[START DATA ROWS]

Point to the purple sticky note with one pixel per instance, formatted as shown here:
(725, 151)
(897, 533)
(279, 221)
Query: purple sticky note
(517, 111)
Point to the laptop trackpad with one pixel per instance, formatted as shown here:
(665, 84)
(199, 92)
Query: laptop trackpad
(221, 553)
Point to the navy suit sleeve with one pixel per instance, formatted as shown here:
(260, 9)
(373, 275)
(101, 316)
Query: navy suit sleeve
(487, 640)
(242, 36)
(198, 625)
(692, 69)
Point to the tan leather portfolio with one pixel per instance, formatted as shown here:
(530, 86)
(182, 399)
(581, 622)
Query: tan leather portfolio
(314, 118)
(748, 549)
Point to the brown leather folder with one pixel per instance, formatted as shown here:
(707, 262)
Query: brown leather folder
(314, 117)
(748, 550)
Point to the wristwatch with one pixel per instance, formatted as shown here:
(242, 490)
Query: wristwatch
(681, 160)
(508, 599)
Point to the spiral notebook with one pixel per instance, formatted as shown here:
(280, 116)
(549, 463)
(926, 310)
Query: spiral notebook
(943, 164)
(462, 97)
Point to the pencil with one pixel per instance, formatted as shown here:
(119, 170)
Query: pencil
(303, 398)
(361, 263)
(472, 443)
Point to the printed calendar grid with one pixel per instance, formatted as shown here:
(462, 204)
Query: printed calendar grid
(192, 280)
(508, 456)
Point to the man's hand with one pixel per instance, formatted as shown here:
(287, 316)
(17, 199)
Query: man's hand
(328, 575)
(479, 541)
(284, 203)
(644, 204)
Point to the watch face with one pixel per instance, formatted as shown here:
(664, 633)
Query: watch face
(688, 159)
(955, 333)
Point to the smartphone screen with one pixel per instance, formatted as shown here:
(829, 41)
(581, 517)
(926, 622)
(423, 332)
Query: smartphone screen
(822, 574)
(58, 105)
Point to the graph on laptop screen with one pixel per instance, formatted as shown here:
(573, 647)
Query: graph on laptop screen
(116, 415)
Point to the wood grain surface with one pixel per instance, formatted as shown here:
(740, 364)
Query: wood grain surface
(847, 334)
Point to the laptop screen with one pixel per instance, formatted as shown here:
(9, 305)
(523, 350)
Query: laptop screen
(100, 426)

[END DATA ROWS]

INSTRUCTIONS TO FOLLOW → Using the data above, return each line exactly as written.

SOLUTION TO THIS EXERCISE →
Point to the purple sticky note with one pixel per instance, formatted as shown here:
(725, 151)
(897, 533)
(279, 221)
Query: purple sticky note
(517, 111)
Point to the laptop trackpad with one pixel per instance, formatted as shown here:
(665, 84)
(199, 92)
Query: laptop trackpad
(221, 553)
Point to the navy suit sleeve with one pixel per instance, formatted as shown here:
(260, 9)
(373, 275)
(101, 316)
Query: navy suit sleeve
(487, 640)
(242, 36)
(198, 625)
(692, 69)
Point to the tan leather portfolio with one pixel per instance, formatted as shown here:
(530, 86)
(182, 399)
(581, 622)
Query: tan leather portfolio
(314, 118)
(748, 549)
Point to the brown leather folder with one pixel per instance, formatted as shown here:
(707, 262)
Query: brown leather folder
(314, 117)
(748, 550)
Point to the wristwatch with one pixel per instance, formatted as shown here:
(242, 490)
Query: wristwatch
(681, 160)
(508, 599)
Point to the spiral notebook with one pixel per instance, formatted as shown here:
(280, 116)
(549, 463)
(926, 310)
Query: spiral notebook
(943, 164)
(462, 97)
Point to the pencil with one pixel per instance, formatted as shown here:
(119, 170)
Query: pencil
(303, 398)
(361, 263)
(472, 443)
Point to the printed calendar grid with one pixel per instance, formatted as shown here:
(462, 204)
Query: printed calendar grid
(192, 280)
(508, 456)
Point to the man's hand with one pixel per instance, formatted as shown here:
(287, 316)
(17, 199)
Query: man's hand
(328, 575)
(479, 541)
(284, 203)
(644, 204)
Point to the watch face with one pixel per instance, formatted as shown here:
(664, 633)
Query: watch face
(688, 159)
(955, 333)
Point to the smartphone screen with one pixel per instance, formatted as shown here:
(829, 41)
(581, 517)
(926, 622)
(423, 332)
Query: smartphone screen
(822, 574)
(58, 105)
Point to the graph on laptop screen with one pixel per instance, formatted as shown here:
(573, 647)
Query: graph on laptop screen
(116, 415)
Point to the wood grain surface with one pixel per instance, formatted as shown here:
(740, 364)
Query: wood grain surface
(847, 334)
Point to the laptop screen with one pixel per instance, formatted as shown here:
(9, 305)
(523, 350)
Query: laptop screen
(100, 426)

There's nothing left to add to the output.